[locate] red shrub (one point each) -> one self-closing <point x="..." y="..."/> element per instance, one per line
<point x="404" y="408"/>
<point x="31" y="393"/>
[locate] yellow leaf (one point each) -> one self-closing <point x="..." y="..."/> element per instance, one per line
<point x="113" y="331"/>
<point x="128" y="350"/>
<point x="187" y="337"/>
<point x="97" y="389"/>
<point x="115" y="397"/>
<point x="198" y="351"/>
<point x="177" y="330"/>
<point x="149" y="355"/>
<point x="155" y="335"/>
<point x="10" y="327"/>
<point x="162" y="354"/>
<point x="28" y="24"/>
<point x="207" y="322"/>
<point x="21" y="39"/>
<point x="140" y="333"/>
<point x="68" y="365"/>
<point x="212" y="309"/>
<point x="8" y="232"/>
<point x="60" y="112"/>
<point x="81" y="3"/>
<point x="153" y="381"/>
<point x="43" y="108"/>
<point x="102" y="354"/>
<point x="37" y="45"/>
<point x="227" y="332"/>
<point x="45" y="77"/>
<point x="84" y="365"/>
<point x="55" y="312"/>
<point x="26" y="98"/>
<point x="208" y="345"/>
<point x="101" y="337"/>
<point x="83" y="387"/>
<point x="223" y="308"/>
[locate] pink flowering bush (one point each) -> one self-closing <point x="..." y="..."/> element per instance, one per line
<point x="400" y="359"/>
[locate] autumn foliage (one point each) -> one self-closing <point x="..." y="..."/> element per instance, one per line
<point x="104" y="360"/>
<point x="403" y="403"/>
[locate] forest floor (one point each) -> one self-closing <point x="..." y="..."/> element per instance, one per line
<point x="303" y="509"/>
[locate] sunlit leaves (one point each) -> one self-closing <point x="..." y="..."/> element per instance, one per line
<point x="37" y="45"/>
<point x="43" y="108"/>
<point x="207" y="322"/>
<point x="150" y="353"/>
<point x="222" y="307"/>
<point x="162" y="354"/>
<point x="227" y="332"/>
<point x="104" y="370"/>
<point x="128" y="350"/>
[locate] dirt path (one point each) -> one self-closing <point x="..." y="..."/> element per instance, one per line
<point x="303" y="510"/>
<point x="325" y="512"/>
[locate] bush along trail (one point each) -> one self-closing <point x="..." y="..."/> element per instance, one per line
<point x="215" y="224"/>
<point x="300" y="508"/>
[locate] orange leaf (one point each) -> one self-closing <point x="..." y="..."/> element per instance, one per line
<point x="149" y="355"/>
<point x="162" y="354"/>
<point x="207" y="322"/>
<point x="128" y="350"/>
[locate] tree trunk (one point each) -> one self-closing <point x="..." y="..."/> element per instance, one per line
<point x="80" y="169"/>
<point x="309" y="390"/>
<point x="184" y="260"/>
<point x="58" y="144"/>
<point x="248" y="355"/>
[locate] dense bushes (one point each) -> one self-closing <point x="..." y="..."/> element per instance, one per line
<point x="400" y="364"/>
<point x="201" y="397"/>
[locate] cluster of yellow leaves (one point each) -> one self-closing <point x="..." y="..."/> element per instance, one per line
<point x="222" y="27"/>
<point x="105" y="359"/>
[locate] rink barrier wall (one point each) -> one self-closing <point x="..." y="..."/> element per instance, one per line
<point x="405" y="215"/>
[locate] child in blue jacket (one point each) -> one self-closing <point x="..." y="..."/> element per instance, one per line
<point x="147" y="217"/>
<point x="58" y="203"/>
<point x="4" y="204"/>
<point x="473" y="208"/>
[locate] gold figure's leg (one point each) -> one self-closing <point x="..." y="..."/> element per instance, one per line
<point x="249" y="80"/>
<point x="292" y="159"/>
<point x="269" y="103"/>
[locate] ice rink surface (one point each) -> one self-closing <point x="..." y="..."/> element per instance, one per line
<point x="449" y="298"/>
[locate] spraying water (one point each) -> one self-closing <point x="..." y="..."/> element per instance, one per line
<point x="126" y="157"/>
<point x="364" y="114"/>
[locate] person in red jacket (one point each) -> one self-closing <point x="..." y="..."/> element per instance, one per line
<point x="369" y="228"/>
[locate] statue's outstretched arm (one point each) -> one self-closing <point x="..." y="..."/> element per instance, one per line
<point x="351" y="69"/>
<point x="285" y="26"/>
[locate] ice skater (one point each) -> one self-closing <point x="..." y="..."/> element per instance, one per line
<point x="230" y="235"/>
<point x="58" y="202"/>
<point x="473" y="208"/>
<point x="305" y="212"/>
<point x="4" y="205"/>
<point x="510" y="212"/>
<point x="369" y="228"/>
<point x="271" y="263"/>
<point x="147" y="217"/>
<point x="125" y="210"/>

__________________________________________________

_TASK DIRECTIONS_
The entries above must be retyped exactly, down to the last character.

_REPLY TO THE EXERCISE_
[locate] red shrub (one point each) -> one self-closing <point x="..." y="..."/> element per instance, one per line
<point x="404" y="408"/>
<point x="31" y="393"/>
[locate] yellow leaf (one point each) -> one self-closing <point x="..." y="..."/> element per instance, one per line
<point x="113" y="331"/>
<point x="128" y="350"/>
<point x="187" y="337"/>
<point x="97" y="389"/>
<point x="115" y="397"/>
<point x="198" y="351"/>
<point x="177" y="330"/>
<point x="149" y="355"/>
<point x="155" y="335"/>
<point x="10" y="327"/>
<point x="162" y="354"/>
<point x="28" y="24"/>
<point x="207" y="322"/>
<point x="21" y="39"/>
<point x="140" y="333"/>
<point x="68" y="365"/>
<point x="212" y="309"/>
<point x="8" y="232"/>
<point x="60" y="112"/>
<point x="81" y="3"/>
<point x="153" y="381"/>
<point x="43" y="108"/>
<point x="102" y="354"/>
<point x="37" y="45"/>
<point x="227" y="332"/>
<point x="45" y="77"/>
<point x="84" y="365"/>
<point x="55" y="312"/>
<point x="26" y="98"/>
<point x="208" y="345"/>
<point x="101" y="337"/>
<point x="83" y="387"/>
<point x="223" y="308"/>
[locate] pink flowering bush (one point each) -> one self-closing <point x="..." y="..."/> element per instance, one per line
<point x="400" y="359"/>
[locate] autumn foliage (one point each) -> one self-closing <point x="..." y="..."/> element per instance, one per line
<point x="104" y="360"/>
<point x="403" y="403"/>
[locate] forest floor (one point each) -> one self-closing <point x="..." y="..."/> element per instance, one per line
<point x="303" y="509"/>
[locate] sunlit leaves (one point each) -> one self-closing <point x="..." y="..."/> element per instance, one per line
<point x="37" y="45"/>
<point x="43" y="108"/>
<point x="207" y="322"/>
<point x="150" y="353"/>
<point x="222" y="307"/>
<point x="162" y="354"/>
<point x="227" y="332"/>
<point x="104" y="370"/>
<point x="128" y="350"/>
[locate] dirt path (one point each) -> one self-closing <point x="..." y="..."/> element per instance, one per line
<point x="303" y="510"/>
<point x="325" y="512"/>
[locate] bush along trail (one point each) -> one self-closing <point x="..." y="..."/> element per instance, one per line
<point x="215" y="224"/>
<point x="300" y="508"/>
[locate] orange leaf (one point each) -> one self-closing <point x="..." y="..."/> element per instance, one per line
<point x="149" y="355"/>
<point x="162" y="354"/>
<point x="207" y="322"/>
<point x="128" y="350"/>
[locate] tree trunk (one point each) -> one self-closing <point x="..." y="..."/> element per instance, one per line
<point x="80" y="169"/>
<point x="309" y="390"/>
<point x="184" y="260"/>
<point x="58" y="144"/>
<point x="248" y="355"/>
[locate] dense bushes (one point each) -> one self-closing <point x="..." y="..."/> element per instance, one per line
<point x="400" y="364"/>
<point x="201" y="397"/>
[locate] cluster of yellow leaves (one point each) -> one self-closing <point x="..." y="..."/> element per instance, one per line
<point x="222" y="27"/>
<point x="105" y="359"/>
[locate] rink barrier wall (one point each) -> one self-closing <point x="..." y="..."/> element per instance, one per line
<point x="405" y="215"/>
[locate] child in blue jacket (one point each) -> one self-closing <point x="..." y="..."/> element per instance, one per line
<point x="147" y="217"/>
<point x="58" y="203"/>
<point x="4" y="204"/>
<point x="473" y="208"/>
[locate] gold figure's leg (one point each) -> one self-closing <point x="..." y="..."/> element per instance, one per line
<point x="249" y="80"/>
<point x="292" y="159"/>
<point x="269" y="103"/>
[locate] ice rink surface (one point each) -> one self-closing <point x="..." y="..."/> element per instance, one per line
<point x="449" y="298"/>
[locate] spraying water (one point each) -> one self-closing <point x="..." y="..."/> element per instance, one per line
<point x="126" y="157"/>
<point x="364" y="114"/>
[locate] person in red jacket (one point each) -> one self-closing <point x="..." y="..."/> element per instance, one per line
<point x="369" y="228"/>
[locate] statue's outstretched arm (one point each) -> one self-closing <point x="..." y="..."/> element per instance, one per line
<point x="351" y="69"/>
<point x="285" y="26"/>
[locate] ice skater (one point each) -> one self-closing <point x="..." y="..."/> element per instance, one per line
<point x="230" y="235"/>
<point x="58" y="202"/>
<point x="473" y="208"/>
<point x="305" y="212"/>
<point x="4" y="205"/>
<point x="510" y="212"/>
<point x="369" y="228"/>
<point x="271" y="263"/>
<point x="147" y="217"/>
<point x="125" y="210"/>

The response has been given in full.